BEGIN Input material
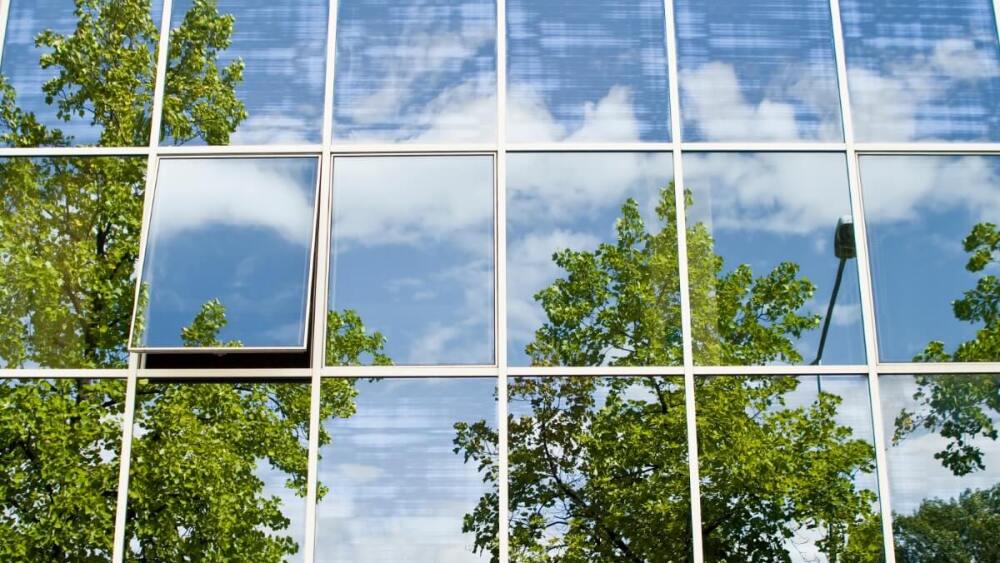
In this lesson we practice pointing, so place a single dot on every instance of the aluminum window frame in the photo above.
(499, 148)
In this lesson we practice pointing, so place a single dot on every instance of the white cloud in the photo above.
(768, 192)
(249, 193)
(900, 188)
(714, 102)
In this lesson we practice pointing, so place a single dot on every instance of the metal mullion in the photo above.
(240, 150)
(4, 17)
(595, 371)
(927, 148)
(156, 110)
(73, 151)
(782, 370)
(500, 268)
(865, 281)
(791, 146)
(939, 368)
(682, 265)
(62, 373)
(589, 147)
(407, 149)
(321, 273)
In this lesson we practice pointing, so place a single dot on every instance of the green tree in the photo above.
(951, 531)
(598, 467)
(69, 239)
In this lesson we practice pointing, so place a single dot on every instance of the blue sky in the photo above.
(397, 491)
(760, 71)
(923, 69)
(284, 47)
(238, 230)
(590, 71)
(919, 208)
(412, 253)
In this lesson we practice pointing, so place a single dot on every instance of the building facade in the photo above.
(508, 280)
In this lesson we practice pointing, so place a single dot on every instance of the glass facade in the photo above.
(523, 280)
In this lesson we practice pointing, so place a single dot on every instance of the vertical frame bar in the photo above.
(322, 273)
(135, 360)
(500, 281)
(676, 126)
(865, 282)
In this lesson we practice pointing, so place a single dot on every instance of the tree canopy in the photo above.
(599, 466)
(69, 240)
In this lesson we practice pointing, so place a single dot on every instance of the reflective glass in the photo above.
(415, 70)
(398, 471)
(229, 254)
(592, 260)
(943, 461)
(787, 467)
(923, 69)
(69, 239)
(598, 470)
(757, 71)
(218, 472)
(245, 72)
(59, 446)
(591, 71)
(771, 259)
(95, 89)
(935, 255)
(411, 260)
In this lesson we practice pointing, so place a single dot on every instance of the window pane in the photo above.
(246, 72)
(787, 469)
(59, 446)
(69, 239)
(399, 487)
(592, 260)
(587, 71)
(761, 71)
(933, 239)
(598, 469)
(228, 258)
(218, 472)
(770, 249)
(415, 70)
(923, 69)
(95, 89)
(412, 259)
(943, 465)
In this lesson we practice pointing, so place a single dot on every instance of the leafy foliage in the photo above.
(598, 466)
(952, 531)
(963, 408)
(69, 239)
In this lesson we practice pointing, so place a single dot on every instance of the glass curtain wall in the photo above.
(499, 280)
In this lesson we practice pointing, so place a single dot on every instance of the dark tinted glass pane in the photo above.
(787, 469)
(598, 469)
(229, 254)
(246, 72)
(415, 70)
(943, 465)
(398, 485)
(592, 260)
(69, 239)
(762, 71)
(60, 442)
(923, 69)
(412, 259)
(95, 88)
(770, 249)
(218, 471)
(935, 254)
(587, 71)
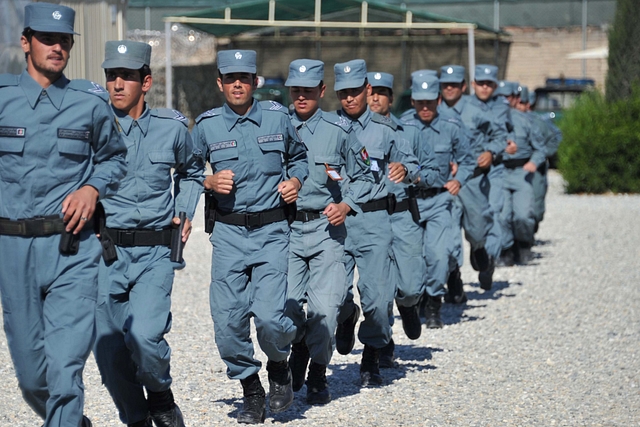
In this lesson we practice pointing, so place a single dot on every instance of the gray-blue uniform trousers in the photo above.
END Input material
Drop the images and repeat the data exactly.

In this lesson we practice pointing, so place a single dot on every instance of the aluminum window frame in the photo above.
(499, 148)
In this lesson we practice pointing, so place a single dot on every instance of the white cloud in the photo above.
(768, 192)
(249, 193)
(900, 188)
(714, 102)
In this lesson we practice pointing, so place a single dot on every instance of the metal mullion in the photo above.
(240, 150)
(4, 17)
(595, 371)
(927, 148)
(156, 110)
(73, 151)
(782, 370)
(500, 268)
(865, 281)
(791, 146)
(939, 368)
(682, 265)
(62, 373)
(589, 147)
(407, 149)
(321, 273)
In this lesson we practice pointing, so place a single dot on every instance of the green tree in the photo above.
(951, 531)
(598, 467)
(69, 239)
In this lesson we practice pointing, so place a single dot on every instance of the blue sky in the photo above.
(397, 491)
(760, 71)
(923, 69)
(284, 47)
(238, 230)
(590, 71)
(919, 208)
(412, 253)
In this lesson we practice pointing, so place a single dot on every instance of the building facade in the photo above.
(508, 280)
In this lesson we practice pointing, so place a single dot on every instance of the glass facade in the photo above.
(523, 280)
In this lesson we practice pointing, so place a single dot on every instance of the vertical frame bar in the photo above.
(322, 273)
(135, 360)
(500, 281)
(676, 126)
(865, 282)
In this lesson we practice pointing, so place a single dot on every instance of the tree canopy in the photo above.
(599, 466)
(69, 240)
In this lesson we practice pointing, so place a single dot on every instance of the reflective glass in the photo above.
(415, 70)
(398, 471)
(229, 254)
(592, 260)
(943, 461)
(787, 467)
(923, 69)
(69, 239)
(598, 470)
(757, 71)
(218, 472)
(245, 72)
(59, 446)
(591, 71)
(771, 259)
(95, 89)
(935, 255)
(411, 260)
In this lesson we practice pointing, so place a single dot on every instance of the window pane in the photo above.
(246, 72)
(787, 469)
(59, 446)
(69, 239)
(399, 487)
(592, 260)
(587, 71)
(761, 71)
(933, 239)
(598, 469)
(228, 258)
(218, 472)
(770, 249)
(415, 70)
(923, 69)
(95, 89)
(412, 259)
(943, 465)
In this lesson we practice pointing, so place a single dot on every instance of the leafy foliage in the photo above.
(598, 466)
(952, 531)
(963, 408)
(69, 239)
In this lesson we practice pointing, so place a single dot on every instance of the glass curtain wall in the photo above.
(499, 280)
In this lesson we practice pointing, so place a single dot on every instance of the dark tinted glass pane in the photo above.
(787, 469)
(598, 469)
(229, 254)
(246, 72)
(415, 70)
(943, 465)
(398, 485)
(592, 260)
(69, 239)
(762, 71)
(60, 442)
(923, 69)
(412, 259)
(95, 88)
(770, 249)
(218, 471)
(935, 254)
(587, 71)
In this lesson we practice pointing, so place a single dot on every instance of the gray-blue uniform trousers in the photo above.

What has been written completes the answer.